◆ **TASK DESCRIPTION**
Reproduce the complete set of records exactly. No picture is to appear in the copy.

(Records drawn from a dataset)
..............................
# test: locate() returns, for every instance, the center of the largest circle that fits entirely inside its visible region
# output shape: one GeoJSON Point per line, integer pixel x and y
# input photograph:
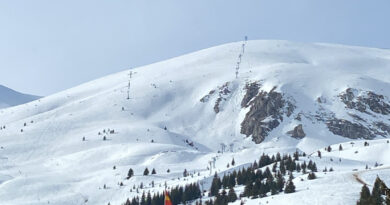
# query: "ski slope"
{"type": "Point", "coordinates": [43, 158]}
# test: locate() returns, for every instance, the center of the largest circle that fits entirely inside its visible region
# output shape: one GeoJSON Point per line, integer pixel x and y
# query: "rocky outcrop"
{"type": "Point", "coordinates": [223, 93]}
{"type": "Point", "coordinates": [383, 127]}
{"type": "Point", "coordinates": [297, 132]}
{"type": "Point", "coordinates": [349, 129]}
{"type": "Point", "coordinates": [252, 89]}
{"type": "Point", "coordinates": [365, 101]}
{"type": "Point", "coordinates": [266, 110]}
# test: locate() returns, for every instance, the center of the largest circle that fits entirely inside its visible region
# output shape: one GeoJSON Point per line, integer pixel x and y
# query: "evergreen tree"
{"type": "Point", "coordinates": [290, 187]}
{"type": "Point", "coordinates": [143, 199]}
{"type": "Point", "coordinates": [274, 188]}
{"type": "Point", "coordinates": [279, 182]}
{"type": "Point", "coordinates": [232, 180]}
{"type": "Point", "coordinates": [311, 176]}
{"type": "Point", "coordinates": [146, 171]}
{"type": "Point", "coordinates": [222, 199]}
{"type": "Point", "coordinates": [232, 196]}
{"type": "Point", "coordinates": [148, 199]}
{"type": "Point", "coordinates": [282, 167]}
{"type": "Point", "coordinates": [296, 156]}
{"type": "Point", "coordinates": [248, 190]}
{"type": "Point", "coordinates": [365, 196]}
{"type": "Point", "coordinates": [314, 167]}
{"type": "Point", "coordinates": [215, 185]}
{"type": "Point", "coordinates": [130, 173]}
{"type": "Point", "coordinates": [377, 192]}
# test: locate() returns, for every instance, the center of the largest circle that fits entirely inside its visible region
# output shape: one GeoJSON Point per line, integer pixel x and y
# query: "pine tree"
{"type": "Point", "coordinates": [279, 182]}
{"type": "Point", "coordinates": [146, 171]}
{"type": "Point", "coordinates": [282, 167]}
{"type": "Point", "coordinates": [290, 187]}
{"type": "Point", "coordinates": [377, 192]}
{"type": "Point", "coordinates": [311, 176]}
{"type": "Point", "coordinates": [215, 186]}
{"type": "Point", "coordinates": [365, 196]}
{"type": "Point", "coordinates": [248, 190]}
{"type": "Point", "coordinates": [130, 173]}
{"type": "Point", "coordinates": [314, 167]}
{"type": "Point", "coordinates": [232, 196]}
{"type": "Point", "coordinates": [222, 199]}
{"type": "Point", "coordinates": [296, 156]}
{"type": "Point", "coordinates": [148, 199]}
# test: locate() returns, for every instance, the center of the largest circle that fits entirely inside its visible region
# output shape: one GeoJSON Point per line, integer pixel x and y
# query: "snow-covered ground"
{"type": "Point", "coordinates": [43, 158]}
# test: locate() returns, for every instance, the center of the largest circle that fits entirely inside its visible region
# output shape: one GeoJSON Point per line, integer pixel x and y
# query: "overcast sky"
{"type": "Point", "coordinates": [50, 45]}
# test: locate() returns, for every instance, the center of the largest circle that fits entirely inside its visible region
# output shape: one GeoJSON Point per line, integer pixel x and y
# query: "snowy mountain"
{"type": "Point", "coordinates": [188, 111]}
{"type": "Point", "coordinates": [9, 97]}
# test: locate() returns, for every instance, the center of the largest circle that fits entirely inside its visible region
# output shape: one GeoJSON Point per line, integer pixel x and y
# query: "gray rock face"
{"type": "Point", "coordinates": [348, 129]}
{"type": "Point", "coordinates": [384, 127]}
{"type": "Point", "coordinates": [252, 90]}
{"type": "Point", "coordinates": [223, 93]}
{"type": "Point", "coordinates": [298, 132]}
{"type": "Point", "coordinates": [369, 101]}
{"type": "Point", "coordinates": [266, 109]}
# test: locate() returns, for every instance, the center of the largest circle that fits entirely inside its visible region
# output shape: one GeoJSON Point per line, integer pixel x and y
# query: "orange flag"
..............................
◆ **RESPONSE TO THE EXERCISE**
# test: locate() returns, for every instance, the center of the largest circle that fits entirely inside its visible region
# output shape: one GeoJSON Point per line, integer pixel x and y
# input photograph:
# query: "ski slope"
{"type": "Point", "coordinates": [43, 158]}
# test: locate() returns, for every instance, the center of the largest circle that fits entirely inside its visible region
# output shape: one GeoJSON Point per line, integer pixel x and y
# query: "rocky outcrop"
{"type": "Point", "coordinates": [223, 93]}
{"type": "Point", "coordinates": [383, 127]}
{"type": "Point", "coordinates": [297, 132]}
{"type": "Point", "coordinates": [349, 129]}
{"type": "Point", "coordinates": [252, 89]}
{"type": "Point", "coordinates": [365, 101]}
{"type": "Point", "coordinates": [266, 110]}
# test: locate() returns, for every instance, the center of the largest circle that fits entirely inside its visible region
# output shape: one GeoJSON Point per line, integer pixel x and y
# query: "evergreen tree"
{"type": "Point", "coordinates": [290, 187]}
{"type": "Point", "coordinates": [143, 199]}
{"type": "Point", "coordinates": [274, 188]}
{"type": "Point", "coordinates": [279, 182]}
{"type": "Point", "coordinates": [232, 180]}
{"type": "Point", "coordinates": [311, 176]}
{"type": "Point", "coordinates": [146, 171]}
{"type": "Point", "coordinates": [222, 199]}
{"type": "Point", "coordinates": [232, 196]}
{"type": "Point", "coordinates": [148, 199]}
{"type": "Point", "coordinates": [282, 167]}
{"type": "Point", "coordinates": [296, 156]}
{"type": "Point", "coordinates": [248, 190]}
{"type": "Point", "coordinates": [365, 196]}
{"type": "Point", "coordinates": [314, 167]}
{"type": "Point", "coordinates": [215, 185]}
{"type": "Point", "coordinates": [130, 173]}
{"type": "Point", "coordinates": [377, 192]}
# test: locate() returns, for every instance, the center of the largest circle that fits entirely inside its visible region
# output shape: one GeoJSON Point per line, integer pixel x and y
# query: "pine tree"
{"type": "Point", "coordinates": [279, 182]}
{"type": "Point", "coordinates": [146, 171]}
{"type": "Point", "coordinates": [282, 167]}
{"type": "Point", "coordinates": [290, 187]}
{"type": "Point", "coordinates": [377, 192]}
{"type": "Point", "coordinates": [311, 176]}
{"type": "Point", "coordinates": [215, 186]}
{"type": "Point", "coordinates": [365, 196]}
{"type": "Point", "coordinates": [248, 190]}
{"type": "Point", "coordinates": [130, 173]}
{"type": "Point", "coordinates": [314, 167]}
{"type": "Point", "coordinates": [232, 196]}
{"type": "Point", "coordinates": [222, 199]}
{"type": "Point", "coordinates": [296, 156]}
{"type": "Point", "coordinates": [148, 199]}
# test: locate() returns, for every instance, the center of the largest circle that fits entirely inside its visible region
# output shape: one GeoJSON Point per line, integer pixel x and y
# query: "snow-covered ground"
{"type": "Point", "coordinates": [43, 158]}
# test: locate() returns, for every instance, the center of the largest circle that fits entirely inside its visible region
# output shape: one GeoJSON Point per line, integer pixel x and y
# query: "overcast sky"
{"type": "Point", "coordinates": [50, 45]}
# test: locate() returns, for every instance, the center of the largest circle that fits entirely inside its visible region
# output shape: one GeoJSON Point per line, integer pixel x and y
# query: "snowy mountain"
{"type": "Point", "coordinates": [188, 111]}
{"type": "Point", "coordinates": [9, 97]}
# test: locate() returns, for every instance, the center of the largest circle that fits entirely inside its visible region
# output shape: one GeoJSON Point per line, integer pixel x and y
# query: "gray rock face"
{"type": "Point", "coordinates": [348, 129]}
{"type": "Point", "coordinates": [384, 127]}
{"type": "Point", "coordinates": [252, 90]}
{"type": "Point", "coordinates": [223, 93]}
{"type": "Point", "coordinates": [298, 132]}
{"type": "Point", "coordinates": [369, 101]}
{"type": "Point", "coordinates": [266, 109]}
# test: locate() returns, for every instance, the center of the largest circle that fits entirely inside its visible region
# output shape: one GeoJSON Point per line, integer pixel x and y
# query: "orange flag"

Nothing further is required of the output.